-------- Texte d'étude --------
Apport de la scanographie à l'interprétation embryologique de la base du crâne et de son évolution posturale chez les hominiens/ Contribution of the computerized tomography to the embryological interpretation of the skull base and its postural evolution in hominins
Anne Dambricourt MalassÉ  1@  , Fabienne Lallouet  2@  
1 : UMR 7194 CNRS Histoire naturelle de l'Homme préhistorique
CNRS : UMR7194 CNRS Histoire naturelle de l'Homme préhistorique, Muséum national d’Histoire naturelle, UMR 7194 CNRS-MNHN, Paris.
-------- Données enregistrées --------
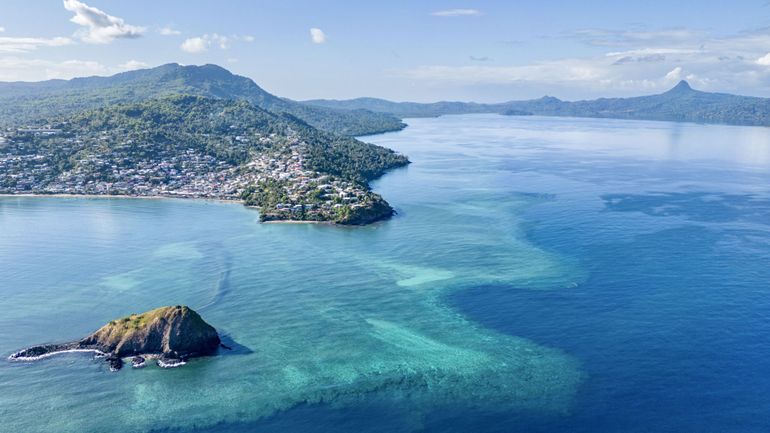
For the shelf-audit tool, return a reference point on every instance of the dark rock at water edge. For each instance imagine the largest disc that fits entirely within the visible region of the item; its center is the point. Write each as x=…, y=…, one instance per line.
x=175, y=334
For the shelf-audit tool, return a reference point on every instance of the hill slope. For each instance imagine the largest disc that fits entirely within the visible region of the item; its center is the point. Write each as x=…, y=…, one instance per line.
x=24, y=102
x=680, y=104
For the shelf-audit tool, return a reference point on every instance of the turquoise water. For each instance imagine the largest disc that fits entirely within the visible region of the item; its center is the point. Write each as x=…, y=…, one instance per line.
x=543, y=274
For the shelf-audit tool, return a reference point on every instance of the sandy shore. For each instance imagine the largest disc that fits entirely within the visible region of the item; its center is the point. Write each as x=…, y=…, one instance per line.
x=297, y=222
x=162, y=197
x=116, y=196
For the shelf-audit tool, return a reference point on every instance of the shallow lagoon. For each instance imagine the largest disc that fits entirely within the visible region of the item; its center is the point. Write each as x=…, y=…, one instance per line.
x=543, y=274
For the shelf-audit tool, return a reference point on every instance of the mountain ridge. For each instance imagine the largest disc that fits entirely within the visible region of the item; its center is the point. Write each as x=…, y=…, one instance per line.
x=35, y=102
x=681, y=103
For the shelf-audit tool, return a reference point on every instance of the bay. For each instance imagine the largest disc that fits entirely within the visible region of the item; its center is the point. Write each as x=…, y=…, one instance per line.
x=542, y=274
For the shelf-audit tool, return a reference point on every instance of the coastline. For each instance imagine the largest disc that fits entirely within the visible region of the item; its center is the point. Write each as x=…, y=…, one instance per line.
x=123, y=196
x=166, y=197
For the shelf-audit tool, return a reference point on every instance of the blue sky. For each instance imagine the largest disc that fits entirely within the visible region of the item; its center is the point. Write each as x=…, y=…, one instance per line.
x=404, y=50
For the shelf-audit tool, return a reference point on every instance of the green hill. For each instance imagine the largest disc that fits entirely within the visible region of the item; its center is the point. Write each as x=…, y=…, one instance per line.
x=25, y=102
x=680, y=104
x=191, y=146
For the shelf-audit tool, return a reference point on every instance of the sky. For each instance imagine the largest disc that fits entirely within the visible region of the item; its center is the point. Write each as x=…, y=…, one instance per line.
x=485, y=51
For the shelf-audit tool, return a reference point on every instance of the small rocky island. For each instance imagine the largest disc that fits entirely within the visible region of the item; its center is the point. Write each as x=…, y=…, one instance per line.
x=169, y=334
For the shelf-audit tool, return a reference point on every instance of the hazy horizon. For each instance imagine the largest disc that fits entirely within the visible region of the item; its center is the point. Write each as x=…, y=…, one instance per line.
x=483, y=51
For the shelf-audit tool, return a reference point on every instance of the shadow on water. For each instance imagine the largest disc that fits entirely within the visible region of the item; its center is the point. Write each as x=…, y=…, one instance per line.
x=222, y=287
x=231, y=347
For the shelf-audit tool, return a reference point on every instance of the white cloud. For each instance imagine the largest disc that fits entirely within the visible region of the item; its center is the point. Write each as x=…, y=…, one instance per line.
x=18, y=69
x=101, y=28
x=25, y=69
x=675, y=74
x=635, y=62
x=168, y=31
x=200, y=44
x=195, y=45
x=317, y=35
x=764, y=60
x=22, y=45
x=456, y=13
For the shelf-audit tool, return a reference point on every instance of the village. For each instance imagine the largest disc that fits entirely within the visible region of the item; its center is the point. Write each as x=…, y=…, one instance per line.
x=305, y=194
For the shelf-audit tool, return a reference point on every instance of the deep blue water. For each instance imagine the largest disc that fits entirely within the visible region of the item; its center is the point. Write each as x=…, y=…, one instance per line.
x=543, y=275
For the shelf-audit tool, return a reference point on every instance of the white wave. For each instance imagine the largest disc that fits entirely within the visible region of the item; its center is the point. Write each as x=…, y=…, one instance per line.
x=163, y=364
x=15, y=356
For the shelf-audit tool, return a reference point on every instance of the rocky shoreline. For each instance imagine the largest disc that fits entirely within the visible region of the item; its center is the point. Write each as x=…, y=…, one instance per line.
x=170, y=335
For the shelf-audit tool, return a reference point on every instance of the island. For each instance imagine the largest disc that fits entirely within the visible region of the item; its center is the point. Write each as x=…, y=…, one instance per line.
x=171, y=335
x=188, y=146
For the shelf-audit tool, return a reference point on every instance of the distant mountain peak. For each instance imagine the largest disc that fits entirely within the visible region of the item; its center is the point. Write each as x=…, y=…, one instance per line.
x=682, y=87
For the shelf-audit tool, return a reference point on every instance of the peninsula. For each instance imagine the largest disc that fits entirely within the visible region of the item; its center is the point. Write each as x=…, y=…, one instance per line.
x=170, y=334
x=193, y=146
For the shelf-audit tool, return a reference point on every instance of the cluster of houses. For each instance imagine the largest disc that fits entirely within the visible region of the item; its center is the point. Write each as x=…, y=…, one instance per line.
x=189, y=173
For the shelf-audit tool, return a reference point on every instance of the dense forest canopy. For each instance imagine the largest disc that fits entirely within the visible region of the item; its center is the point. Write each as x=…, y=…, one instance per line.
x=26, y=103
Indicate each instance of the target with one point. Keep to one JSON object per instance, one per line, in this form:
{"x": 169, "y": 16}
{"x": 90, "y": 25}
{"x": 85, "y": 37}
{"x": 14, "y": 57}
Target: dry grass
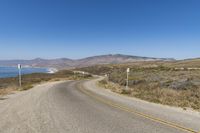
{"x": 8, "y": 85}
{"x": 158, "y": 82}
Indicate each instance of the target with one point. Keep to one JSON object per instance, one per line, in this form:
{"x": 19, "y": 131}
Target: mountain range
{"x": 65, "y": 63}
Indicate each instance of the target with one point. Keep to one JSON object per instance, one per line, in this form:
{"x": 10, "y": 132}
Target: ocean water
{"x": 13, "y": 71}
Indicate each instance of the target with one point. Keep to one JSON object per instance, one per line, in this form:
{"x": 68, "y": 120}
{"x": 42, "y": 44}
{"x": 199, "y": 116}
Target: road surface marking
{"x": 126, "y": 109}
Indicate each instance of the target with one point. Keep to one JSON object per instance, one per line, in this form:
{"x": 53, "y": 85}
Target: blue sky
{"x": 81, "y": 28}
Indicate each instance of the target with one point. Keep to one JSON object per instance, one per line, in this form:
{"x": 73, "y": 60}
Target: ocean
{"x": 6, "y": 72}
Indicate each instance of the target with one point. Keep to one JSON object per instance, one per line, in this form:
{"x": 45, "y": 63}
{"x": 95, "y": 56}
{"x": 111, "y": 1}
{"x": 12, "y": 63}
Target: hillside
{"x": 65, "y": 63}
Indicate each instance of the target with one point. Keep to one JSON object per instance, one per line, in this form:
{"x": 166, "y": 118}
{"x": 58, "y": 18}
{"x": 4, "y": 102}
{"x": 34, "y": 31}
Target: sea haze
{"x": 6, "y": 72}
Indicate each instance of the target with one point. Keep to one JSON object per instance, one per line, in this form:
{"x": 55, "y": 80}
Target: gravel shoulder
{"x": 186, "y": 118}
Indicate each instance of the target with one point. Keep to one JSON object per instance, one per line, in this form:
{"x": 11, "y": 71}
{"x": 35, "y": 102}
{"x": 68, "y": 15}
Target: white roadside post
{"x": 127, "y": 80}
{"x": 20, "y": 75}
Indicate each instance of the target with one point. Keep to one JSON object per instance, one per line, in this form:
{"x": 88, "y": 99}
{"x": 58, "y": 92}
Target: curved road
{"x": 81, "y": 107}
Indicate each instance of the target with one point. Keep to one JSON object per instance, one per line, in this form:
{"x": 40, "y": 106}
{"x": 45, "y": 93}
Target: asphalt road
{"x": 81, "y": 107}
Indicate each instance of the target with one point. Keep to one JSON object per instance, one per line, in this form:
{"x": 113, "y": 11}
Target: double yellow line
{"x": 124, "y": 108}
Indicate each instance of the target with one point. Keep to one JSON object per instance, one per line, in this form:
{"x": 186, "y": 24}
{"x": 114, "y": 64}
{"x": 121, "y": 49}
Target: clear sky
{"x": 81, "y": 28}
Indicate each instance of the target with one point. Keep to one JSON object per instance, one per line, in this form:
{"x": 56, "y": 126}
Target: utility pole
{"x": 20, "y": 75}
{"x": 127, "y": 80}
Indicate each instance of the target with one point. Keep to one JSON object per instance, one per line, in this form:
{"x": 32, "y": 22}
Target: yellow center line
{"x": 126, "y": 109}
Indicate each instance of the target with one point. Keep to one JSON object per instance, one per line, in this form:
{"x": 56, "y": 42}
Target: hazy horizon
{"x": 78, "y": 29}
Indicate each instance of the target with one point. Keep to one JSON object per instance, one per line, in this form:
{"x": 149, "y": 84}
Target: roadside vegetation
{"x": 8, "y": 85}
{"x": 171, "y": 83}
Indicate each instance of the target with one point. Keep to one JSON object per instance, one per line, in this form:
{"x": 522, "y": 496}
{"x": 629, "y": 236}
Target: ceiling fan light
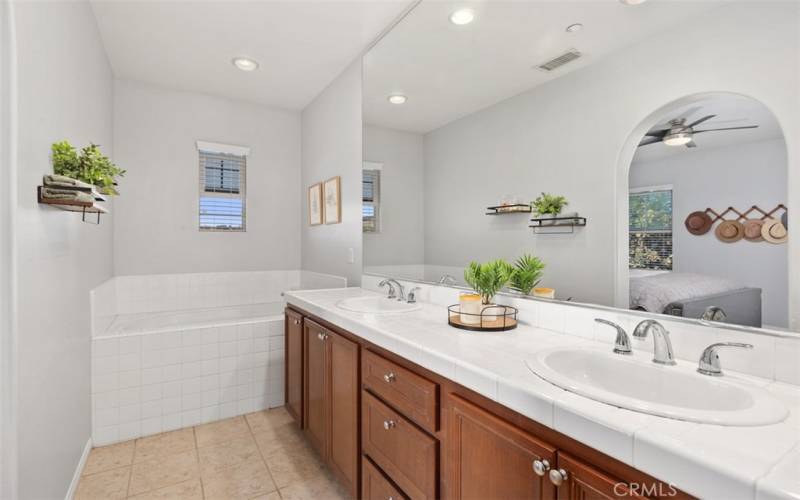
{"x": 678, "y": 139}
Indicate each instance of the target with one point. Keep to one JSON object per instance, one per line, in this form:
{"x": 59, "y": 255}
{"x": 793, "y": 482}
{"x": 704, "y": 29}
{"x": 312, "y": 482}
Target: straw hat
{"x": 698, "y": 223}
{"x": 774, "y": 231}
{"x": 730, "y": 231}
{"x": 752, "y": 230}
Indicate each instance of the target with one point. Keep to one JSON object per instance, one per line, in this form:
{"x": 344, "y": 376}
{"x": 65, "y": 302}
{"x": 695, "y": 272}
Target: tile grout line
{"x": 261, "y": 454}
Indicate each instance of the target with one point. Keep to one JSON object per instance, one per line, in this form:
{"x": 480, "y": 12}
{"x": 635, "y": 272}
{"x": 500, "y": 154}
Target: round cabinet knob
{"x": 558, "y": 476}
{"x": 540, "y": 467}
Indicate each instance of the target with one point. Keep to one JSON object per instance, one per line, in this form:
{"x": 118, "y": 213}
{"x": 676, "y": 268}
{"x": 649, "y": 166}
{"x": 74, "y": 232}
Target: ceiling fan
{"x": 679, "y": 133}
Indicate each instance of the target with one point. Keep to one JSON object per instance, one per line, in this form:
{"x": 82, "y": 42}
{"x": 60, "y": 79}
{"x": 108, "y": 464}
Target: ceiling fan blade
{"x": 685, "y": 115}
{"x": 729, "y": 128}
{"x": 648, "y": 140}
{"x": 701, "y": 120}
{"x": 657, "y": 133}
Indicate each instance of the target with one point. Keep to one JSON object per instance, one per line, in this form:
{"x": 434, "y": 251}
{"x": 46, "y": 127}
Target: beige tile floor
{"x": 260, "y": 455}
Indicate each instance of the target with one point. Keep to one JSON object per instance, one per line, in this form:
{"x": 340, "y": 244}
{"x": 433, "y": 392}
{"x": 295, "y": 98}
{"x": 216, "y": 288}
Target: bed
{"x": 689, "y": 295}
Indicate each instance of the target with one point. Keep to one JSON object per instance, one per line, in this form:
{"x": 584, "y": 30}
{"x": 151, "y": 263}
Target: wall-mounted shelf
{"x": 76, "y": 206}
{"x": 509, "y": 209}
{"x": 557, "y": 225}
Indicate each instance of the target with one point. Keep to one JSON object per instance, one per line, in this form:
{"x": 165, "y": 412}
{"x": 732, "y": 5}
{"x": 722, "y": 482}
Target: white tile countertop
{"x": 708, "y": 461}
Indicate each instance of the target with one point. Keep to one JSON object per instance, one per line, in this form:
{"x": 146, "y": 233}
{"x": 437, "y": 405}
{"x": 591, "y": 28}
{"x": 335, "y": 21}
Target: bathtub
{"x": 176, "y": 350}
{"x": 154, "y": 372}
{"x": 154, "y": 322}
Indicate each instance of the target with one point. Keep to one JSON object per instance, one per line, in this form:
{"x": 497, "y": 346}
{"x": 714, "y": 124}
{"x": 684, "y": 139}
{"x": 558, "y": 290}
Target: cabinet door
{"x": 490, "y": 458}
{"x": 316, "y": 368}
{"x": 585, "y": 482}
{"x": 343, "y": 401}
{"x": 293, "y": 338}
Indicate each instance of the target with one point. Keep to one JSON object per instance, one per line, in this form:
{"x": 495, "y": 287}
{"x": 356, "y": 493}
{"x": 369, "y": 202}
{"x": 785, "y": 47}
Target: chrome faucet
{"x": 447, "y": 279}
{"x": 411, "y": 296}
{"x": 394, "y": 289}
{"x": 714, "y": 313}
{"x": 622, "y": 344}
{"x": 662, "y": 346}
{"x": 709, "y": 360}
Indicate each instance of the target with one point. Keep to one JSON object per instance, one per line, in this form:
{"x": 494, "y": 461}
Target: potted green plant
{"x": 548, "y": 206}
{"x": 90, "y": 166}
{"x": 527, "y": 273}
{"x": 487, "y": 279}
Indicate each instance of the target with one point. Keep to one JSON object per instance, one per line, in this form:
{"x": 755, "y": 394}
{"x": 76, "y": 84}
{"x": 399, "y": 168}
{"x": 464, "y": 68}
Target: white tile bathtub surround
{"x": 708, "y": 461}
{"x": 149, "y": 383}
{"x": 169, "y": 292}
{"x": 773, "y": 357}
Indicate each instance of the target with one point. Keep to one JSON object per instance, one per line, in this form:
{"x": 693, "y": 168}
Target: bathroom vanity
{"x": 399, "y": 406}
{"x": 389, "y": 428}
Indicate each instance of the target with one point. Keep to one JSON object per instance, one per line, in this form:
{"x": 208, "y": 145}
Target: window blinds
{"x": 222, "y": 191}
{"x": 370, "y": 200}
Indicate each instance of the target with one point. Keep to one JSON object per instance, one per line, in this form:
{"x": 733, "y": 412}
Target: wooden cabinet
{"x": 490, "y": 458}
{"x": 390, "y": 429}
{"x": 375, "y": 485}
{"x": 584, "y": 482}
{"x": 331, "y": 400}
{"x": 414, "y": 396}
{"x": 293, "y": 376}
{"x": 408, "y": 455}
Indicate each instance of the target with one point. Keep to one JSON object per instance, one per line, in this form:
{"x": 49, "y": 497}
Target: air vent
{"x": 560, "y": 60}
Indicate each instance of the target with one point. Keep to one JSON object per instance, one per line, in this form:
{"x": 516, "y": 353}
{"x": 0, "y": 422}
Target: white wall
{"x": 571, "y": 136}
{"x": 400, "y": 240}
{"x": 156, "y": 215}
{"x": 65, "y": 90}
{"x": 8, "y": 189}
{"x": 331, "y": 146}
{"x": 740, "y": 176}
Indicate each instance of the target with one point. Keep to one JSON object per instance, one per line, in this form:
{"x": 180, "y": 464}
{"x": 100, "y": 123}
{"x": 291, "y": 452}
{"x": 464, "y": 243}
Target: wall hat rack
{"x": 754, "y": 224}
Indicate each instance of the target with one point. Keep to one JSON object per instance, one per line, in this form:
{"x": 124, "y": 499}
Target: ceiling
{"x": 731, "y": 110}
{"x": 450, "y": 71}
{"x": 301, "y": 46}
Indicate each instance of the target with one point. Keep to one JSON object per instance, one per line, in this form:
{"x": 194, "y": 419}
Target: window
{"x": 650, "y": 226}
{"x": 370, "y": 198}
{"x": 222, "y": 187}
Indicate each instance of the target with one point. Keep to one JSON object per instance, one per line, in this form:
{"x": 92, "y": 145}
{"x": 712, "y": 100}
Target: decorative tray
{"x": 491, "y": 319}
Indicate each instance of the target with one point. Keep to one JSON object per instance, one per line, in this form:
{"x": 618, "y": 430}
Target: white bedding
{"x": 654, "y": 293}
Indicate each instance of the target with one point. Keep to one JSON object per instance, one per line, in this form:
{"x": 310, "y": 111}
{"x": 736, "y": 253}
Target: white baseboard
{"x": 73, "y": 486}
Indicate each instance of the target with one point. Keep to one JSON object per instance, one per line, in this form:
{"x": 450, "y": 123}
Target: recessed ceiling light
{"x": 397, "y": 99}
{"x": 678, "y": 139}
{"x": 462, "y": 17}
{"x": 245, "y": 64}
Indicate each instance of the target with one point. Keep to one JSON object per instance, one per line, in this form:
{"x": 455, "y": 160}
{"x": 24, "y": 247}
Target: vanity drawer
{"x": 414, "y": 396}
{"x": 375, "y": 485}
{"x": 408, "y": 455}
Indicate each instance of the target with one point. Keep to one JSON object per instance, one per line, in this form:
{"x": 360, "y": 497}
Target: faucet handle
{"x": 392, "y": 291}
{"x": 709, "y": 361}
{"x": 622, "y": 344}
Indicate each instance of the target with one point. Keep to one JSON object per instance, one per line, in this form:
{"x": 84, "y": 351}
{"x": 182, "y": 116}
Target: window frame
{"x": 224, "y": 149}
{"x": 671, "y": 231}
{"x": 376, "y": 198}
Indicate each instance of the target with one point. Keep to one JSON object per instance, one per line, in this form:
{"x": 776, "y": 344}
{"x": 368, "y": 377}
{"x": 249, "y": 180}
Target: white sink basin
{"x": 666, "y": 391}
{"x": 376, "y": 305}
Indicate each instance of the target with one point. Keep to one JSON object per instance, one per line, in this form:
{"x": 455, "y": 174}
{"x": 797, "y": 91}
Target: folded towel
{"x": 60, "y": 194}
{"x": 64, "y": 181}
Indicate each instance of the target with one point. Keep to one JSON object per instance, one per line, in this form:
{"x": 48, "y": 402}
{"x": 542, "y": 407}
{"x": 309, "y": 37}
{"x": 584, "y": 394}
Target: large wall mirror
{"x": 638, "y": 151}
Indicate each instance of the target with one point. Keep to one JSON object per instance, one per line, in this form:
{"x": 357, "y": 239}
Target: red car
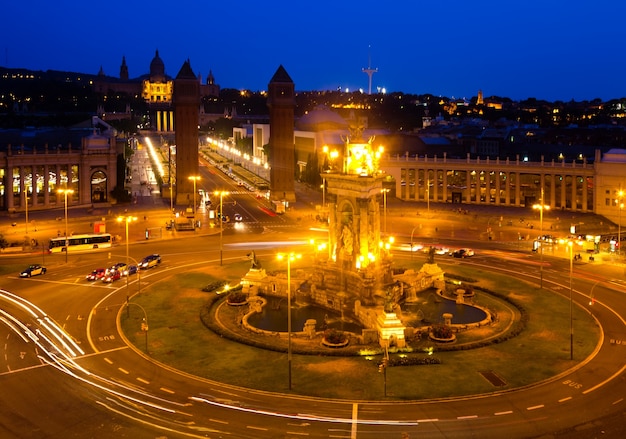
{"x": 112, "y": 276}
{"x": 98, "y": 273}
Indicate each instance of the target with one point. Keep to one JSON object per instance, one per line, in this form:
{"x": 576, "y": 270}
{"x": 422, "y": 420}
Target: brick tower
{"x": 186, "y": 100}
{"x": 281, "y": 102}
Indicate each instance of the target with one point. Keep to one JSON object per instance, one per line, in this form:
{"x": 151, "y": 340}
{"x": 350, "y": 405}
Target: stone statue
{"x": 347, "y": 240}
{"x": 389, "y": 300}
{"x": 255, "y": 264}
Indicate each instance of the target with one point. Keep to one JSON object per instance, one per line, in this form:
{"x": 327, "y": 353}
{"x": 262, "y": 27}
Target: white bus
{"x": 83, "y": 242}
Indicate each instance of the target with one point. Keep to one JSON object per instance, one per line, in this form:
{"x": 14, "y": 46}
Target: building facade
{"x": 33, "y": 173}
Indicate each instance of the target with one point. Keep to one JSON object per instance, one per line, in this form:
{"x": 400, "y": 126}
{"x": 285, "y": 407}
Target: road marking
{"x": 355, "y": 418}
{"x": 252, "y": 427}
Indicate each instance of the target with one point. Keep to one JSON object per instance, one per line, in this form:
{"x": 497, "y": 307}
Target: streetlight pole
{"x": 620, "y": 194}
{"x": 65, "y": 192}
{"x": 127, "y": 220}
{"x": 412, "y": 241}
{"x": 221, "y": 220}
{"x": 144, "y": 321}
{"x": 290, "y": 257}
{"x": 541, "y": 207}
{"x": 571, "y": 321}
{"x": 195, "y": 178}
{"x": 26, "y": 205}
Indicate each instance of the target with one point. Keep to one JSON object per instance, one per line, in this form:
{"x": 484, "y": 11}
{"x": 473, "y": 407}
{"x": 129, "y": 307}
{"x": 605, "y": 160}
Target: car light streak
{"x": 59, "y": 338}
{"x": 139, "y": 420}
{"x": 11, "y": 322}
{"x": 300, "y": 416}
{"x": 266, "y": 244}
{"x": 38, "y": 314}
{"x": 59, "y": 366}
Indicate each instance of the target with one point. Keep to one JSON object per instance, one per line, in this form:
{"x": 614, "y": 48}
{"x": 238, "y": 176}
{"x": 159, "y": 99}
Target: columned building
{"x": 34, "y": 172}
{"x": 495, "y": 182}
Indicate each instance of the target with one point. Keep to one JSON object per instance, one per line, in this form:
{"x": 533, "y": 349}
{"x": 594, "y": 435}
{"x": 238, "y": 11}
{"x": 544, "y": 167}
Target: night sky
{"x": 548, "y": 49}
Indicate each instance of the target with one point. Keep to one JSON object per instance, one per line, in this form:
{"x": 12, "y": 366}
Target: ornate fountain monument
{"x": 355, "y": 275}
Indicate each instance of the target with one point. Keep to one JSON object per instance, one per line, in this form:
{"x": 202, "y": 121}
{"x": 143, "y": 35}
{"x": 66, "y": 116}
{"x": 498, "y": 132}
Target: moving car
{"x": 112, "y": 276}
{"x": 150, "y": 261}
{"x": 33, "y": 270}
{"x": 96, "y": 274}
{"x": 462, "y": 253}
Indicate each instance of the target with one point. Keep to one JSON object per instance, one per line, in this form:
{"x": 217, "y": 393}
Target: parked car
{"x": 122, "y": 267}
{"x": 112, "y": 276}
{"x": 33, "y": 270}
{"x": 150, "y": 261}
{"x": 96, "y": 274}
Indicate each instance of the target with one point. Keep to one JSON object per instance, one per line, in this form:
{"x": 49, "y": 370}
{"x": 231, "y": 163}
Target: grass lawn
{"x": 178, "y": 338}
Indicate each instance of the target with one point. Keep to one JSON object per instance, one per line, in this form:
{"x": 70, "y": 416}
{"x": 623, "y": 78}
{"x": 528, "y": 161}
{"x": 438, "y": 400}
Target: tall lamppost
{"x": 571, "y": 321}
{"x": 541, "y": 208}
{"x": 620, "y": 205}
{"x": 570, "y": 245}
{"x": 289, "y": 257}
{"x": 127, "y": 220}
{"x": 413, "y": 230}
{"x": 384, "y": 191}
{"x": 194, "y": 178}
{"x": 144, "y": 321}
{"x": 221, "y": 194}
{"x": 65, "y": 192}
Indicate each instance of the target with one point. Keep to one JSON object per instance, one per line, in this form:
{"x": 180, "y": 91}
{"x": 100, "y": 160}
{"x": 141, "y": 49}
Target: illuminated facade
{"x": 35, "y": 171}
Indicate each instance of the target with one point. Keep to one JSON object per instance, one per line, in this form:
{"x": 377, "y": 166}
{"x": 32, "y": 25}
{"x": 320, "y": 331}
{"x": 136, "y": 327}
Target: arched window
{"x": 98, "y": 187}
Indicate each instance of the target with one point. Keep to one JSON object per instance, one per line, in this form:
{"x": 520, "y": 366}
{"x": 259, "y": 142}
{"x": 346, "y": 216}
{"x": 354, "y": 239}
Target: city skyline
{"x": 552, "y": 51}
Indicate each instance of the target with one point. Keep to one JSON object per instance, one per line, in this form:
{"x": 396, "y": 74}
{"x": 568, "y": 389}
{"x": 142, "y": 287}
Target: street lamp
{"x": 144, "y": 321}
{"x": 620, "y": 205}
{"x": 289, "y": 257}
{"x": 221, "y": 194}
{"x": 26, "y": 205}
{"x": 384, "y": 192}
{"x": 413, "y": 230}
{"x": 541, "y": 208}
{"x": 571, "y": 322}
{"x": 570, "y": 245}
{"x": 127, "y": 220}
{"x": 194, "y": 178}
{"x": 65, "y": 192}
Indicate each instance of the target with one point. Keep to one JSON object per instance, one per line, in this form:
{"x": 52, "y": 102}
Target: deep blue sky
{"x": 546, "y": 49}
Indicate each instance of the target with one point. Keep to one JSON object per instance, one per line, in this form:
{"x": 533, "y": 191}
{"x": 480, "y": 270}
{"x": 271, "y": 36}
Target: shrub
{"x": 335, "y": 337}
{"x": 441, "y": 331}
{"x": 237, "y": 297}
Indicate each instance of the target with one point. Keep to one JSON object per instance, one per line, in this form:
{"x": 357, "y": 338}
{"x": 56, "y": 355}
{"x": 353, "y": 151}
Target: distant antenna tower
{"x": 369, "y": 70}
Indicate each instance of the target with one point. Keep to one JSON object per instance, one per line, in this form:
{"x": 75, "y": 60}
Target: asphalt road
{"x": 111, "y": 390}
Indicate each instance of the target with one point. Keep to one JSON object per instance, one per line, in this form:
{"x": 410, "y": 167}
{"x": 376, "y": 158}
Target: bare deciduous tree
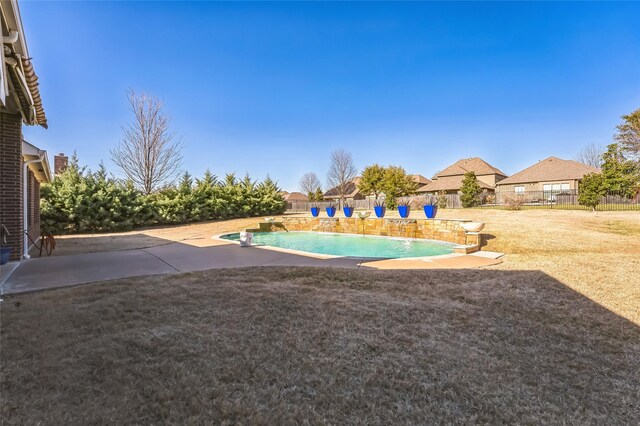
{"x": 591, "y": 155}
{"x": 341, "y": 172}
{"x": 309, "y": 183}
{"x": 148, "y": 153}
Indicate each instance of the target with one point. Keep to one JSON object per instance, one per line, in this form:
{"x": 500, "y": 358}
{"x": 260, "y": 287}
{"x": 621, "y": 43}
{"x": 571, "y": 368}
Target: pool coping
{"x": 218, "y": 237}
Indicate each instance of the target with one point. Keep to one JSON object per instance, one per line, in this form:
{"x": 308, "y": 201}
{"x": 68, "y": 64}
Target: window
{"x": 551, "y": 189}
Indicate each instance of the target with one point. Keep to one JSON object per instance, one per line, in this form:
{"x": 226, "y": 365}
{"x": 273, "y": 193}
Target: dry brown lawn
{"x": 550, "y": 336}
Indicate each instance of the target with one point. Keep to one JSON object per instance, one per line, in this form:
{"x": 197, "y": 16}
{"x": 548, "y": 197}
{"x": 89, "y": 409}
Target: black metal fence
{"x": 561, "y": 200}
--------
* Mise en pratique *
A. Recopiez le passage du texte sur la base du crâne qui va de « Apport de la » à « 7194 CNRS-MNHN, Paris. », ces deux extraits compris.
B. D'après le titre du texte sur la base du crâne, quelle technique fait l'objet de l'étude ?

* Corrigé *
A.
Apport de la scanographie à l'interprétation embryologique de la base du crâne et de son évolution posturale chez les hominiens/ Contribution of the computerized tomography to the embryological interpretation of the skull base and its postural evolution in hominins
Anne Dambricourt MalassÉ  1@  , Fabienne Lallouet  2@  
1 : UMR 7194 CNRS Histoire naturelle de l'Homme préhistorique
CNRS : UMR7194 CNRS Histoire naturelle de l'Homme préhistorique, Muséum national d’Histoire naturelle, UMR 7194 CNRS-MNHN, Paris.

B. La scanographie.